Stored items from a collection
+===+

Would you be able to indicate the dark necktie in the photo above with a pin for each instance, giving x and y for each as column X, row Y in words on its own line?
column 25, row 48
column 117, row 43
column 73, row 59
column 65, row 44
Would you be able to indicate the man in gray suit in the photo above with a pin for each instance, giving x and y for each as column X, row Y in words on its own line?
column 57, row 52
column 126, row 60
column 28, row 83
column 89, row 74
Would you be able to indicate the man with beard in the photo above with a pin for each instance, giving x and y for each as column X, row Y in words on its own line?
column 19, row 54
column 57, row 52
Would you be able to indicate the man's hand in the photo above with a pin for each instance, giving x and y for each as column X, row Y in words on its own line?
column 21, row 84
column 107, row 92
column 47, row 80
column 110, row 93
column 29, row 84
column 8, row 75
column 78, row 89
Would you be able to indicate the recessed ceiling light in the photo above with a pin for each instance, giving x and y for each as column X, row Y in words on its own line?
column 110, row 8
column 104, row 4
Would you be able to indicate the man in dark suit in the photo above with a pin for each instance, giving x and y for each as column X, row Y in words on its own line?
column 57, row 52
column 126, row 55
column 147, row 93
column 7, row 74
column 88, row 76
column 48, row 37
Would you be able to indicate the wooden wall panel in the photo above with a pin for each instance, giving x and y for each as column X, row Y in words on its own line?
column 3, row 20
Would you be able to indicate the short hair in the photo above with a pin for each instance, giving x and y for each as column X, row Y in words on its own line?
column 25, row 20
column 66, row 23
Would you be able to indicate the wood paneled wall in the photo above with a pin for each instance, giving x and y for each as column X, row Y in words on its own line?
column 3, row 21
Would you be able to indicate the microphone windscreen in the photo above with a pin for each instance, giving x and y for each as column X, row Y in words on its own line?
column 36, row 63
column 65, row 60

+===+

| What this task involves |
Set out every line of the records above as a Markdown table with two columns, No. and Line. Number the rows in order and skip any blank lines.

| The result |
| No. | Line |
|---|---|
| 1 | Would you be able to indicate the dark necktie in the photo above with a pin for each instance, giving x and y for each as column X, row Y in words on its own line? |
| 2 | column 25, row 48 |
| 3 | column 117, row 43 |
| 4 | column 73, row 59 |
| 5 | column 65, row 44 |
| 6 | Would you be able to indicate the man in gray suit in the photo above with a pin for each instance, giving x and y for each as column X, row Y in words on its own line? |
| 7 | column 57, row 52 |
| 8 | column 126, row 60 |
| 9 | column 28, row 83 |
| 10 | column 89, row 74 |
| 11 | Would you be able to indicate the man with beard in the photo above with a pin for each instance, giving x and y for each as column X, row Y in words on its own line? |
| 12 | column 19, row 54 |
| 13 | column 57, row 52 |
| 14 | Would you be able to indicate the man's hand in the photo above with a pin for each instance, giving x and y for each as column X, row Y in words on its own line? |
| 15 | column 21, row 84 |
| 16 | column 107, row 92 |
| 17 | column 47, row 80 |
| 18 | column 110, row 93 |
| 19 | column 29, row 84 |
| 20 | column 8, row 75 |
| 21 | column 78, row 89 |
| 22 | Would you be able to indicate the recessed ceiling light in the photo above with a pin for each instance, giving x and y for each as column X, row Y in words on its own line? |
| 23 | column 110, row 8 |
| 24 | column 104, row 4 |
| 25 | Would you be able to indicate the man in dark suit in the photo above with a pin for each instance, giving x and y for each as column X, row Y in words on its own line? |
| 26 | column 57, row 52 |
| 27 | column 126, row 55 |
| 28 | column 147, row 93 |
| 29 | column 7, row 74 |
| 30 | column 88, row 76 |
| 31 | column 48, row 37 |
| 32 | Would you be able to indicate the wooden wall panel in the photo above with a pin for each instance, giving x and y for each as column X, row Y in words on its own line? |
| 33 | column 3, row 20 |
| 34 | Would you be able to indicate the short hair in the photo above with a pin for each instance, giving x and y for each as column X, row Y in words on its own line? |
| 35 | column 25, row 20 |
| 36 | column 66, row 23 |
| 37 | Would you be able to indicate the wood paneled wall in the photo above with a pin for each instance, giving x and y for each as column X, row Y in words on its own line? |
| 38 | column 3, row 21 |
| 39 | Would you be able to indicate the microphone windscreen in the photo above with a pin for each instance, giving x and y for each as column X, row Y in words on its own line? |
| 40 | column 36, row 63 |
| 41 | column 65, row 60 |